- _REQUIRED WORK_: Continue the study excerpt on face mask use among police health professionals, picking up after its last sentence.

- _DOCUMENT EXCERPT_:
BEGIN
This study has some limitations. One of the limitations is bias occurred as a result of the study design (cross-sectional) since the study took the information at specified time-points and cause and effect association cannot be studied. Different mechanisms were used to reduce potential bias in the study. This study was also limited to a quantitative approach. In addition to this, a lack of sufficient similar study limited comparison to this study finding with other studies.
This study identified the knowledge, attitude, and practice of proper face mask utilization among police health professionals in Addis Ababa Ethiopia. This study concluded that the knowledge of face mask attitude towards proper face mask use and practice of proper face mask utilization of police health professionals extremely low. Educational status, police rank, profession, and knowledge about face mask use were significantly associated with the proper practice of face mask use. Comprehensive training about a face mask that focuses on its proper use should be designed and given by the authorities to healthcare workers who are on the front-line in the fight against COVID-19. Authorities should design policies and guidelines that address the different types of face mask, their use, and the importance of proper use of face mask use during this pandemic.
Permission for Publication
Consent to publish is not applicable for this manuscript because there are no individual data details like images or videos.
END
Stored data:
BEGIN
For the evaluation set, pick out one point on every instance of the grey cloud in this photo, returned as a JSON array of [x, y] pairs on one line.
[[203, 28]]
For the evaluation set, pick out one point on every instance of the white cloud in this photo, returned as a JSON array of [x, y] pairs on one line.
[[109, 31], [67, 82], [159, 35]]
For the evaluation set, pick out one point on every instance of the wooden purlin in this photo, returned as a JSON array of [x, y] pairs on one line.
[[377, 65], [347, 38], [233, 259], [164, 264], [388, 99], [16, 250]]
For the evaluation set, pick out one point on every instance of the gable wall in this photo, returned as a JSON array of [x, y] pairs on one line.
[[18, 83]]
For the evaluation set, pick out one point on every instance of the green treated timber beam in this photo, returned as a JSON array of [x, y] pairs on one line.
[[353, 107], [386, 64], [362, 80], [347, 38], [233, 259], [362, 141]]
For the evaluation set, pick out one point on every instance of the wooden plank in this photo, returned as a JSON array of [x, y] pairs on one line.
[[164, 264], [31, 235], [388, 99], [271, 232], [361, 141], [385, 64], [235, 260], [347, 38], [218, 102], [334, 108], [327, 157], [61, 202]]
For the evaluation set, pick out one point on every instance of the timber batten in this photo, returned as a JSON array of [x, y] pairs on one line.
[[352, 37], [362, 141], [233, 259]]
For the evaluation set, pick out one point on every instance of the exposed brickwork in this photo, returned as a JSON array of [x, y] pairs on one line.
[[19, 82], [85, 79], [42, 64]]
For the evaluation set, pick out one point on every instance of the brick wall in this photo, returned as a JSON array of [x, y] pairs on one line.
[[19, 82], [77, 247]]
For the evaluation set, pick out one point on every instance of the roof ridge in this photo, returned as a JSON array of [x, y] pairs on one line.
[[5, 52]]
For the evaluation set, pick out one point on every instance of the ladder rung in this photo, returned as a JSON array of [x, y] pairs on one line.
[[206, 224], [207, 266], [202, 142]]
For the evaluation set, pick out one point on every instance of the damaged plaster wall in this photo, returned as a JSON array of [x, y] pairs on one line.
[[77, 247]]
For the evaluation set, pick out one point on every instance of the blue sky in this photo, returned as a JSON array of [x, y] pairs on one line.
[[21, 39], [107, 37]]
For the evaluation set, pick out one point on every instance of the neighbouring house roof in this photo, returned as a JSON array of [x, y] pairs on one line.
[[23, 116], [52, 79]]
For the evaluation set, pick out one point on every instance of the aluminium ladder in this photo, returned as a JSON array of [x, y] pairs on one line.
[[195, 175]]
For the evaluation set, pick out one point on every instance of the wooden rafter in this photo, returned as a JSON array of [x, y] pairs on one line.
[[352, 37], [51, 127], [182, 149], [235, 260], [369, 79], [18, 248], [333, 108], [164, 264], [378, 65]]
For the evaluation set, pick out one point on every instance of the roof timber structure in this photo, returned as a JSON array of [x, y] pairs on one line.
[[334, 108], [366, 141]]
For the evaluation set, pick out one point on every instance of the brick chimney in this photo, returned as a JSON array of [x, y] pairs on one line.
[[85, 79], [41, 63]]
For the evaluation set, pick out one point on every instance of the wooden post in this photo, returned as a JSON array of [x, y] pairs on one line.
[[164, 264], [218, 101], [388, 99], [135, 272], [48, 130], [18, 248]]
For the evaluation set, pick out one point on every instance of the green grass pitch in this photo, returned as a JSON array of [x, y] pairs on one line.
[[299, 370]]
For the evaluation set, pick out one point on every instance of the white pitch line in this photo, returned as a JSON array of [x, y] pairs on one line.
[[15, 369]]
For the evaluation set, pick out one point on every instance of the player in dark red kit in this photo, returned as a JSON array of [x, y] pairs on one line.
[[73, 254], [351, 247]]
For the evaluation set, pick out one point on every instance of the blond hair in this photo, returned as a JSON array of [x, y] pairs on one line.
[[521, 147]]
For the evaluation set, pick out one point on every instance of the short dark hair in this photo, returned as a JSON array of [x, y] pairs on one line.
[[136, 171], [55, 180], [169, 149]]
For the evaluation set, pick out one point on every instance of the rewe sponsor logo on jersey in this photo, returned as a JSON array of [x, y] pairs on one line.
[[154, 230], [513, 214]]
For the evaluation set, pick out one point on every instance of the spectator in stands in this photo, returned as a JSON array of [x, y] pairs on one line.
END
- _RESULT OF THIS TASK_:
Accessibility of Data and Materials
The result of this research was extracted from the data gathered and analyzed based on the stated methods and materials. There are no supplementary files. The original data supporting this finding will be accessible at any time upon request.
Our heartfelt thanks go to Police University College for funding the study. The researchers also wish to express their gratitude to the study subjects and to all those who lent their hands for the successful completion of this research.
All authors contributed to data analysis, drafting or revising the article, have agreed on the journal to which the article will be submitted, gave final approval of the version to be published, and agree to be accountable for all aspects of the work.
This research is funded by Police University College but they had no other role in the manuscript.
The authors affirm that there is no conflict of interest concerning the publication of this manuscript. The authors report no conflicts of interest for this work.